▸ RECORDS SHOWN:
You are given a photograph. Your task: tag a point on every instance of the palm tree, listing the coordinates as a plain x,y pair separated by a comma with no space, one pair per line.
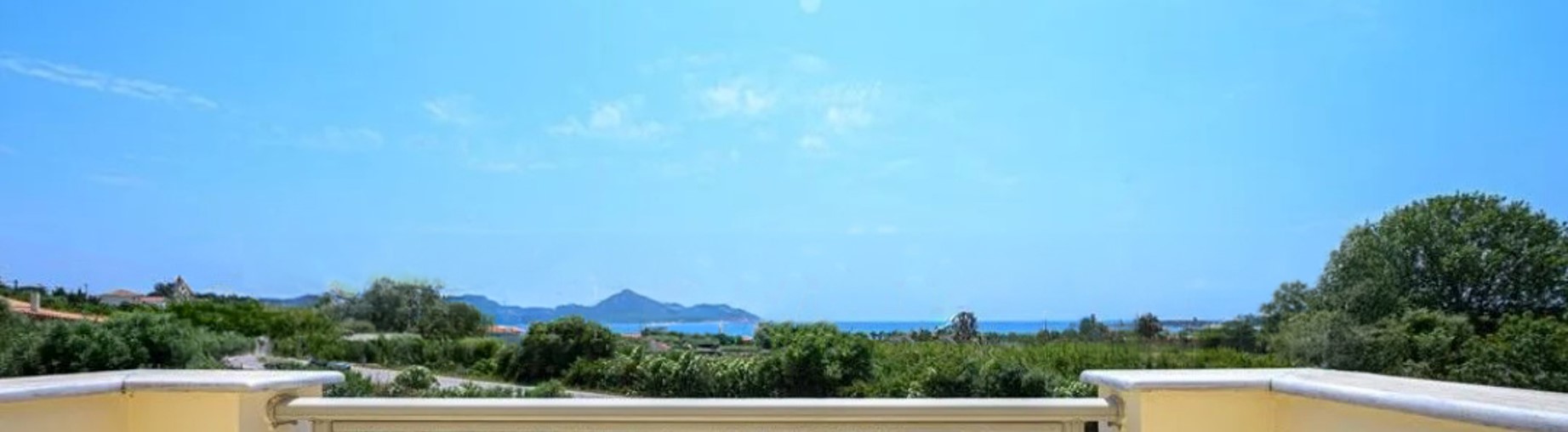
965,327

==

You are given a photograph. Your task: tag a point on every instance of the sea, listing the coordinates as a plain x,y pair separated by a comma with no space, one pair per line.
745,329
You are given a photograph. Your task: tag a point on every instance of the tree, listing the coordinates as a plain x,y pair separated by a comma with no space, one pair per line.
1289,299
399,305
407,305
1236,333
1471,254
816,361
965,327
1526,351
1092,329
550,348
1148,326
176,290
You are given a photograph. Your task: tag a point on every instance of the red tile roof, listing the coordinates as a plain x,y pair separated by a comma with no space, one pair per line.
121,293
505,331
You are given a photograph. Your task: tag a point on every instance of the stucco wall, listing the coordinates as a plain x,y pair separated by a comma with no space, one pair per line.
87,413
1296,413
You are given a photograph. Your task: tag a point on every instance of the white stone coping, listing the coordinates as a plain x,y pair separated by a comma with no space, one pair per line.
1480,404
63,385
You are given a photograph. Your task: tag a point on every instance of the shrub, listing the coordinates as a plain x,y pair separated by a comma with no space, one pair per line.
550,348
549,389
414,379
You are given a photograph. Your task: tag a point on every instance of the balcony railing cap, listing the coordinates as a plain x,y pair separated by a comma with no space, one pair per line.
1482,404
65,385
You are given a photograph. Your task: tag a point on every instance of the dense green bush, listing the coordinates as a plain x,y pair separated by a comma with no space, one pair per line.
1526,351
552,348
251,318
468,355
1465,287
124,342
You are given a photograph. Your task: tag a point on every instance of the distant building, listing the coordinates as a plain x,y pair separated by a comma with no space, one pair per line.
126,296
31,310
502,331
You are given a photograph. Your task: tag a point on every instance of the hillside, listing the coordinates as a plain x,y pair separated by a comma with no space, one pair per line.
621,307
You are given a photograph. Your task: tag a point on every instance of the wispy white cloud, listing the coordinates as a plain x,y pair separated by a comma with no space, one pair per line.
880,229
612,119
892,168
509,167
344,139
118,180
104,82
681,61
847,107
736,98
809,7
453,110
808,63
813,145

▸ DESCRIPTION OF THE TASK:
List every line of the items above that contains the string "hillside", copying each such line in full. Treat the match as case-sensitive.

▸ TASK RESPONSE:
You are given a photograph. Your task: tag a point on every instance of the hillside, listing the coordinates as a plain x,y pair separated by a comma with no space, one pair per line.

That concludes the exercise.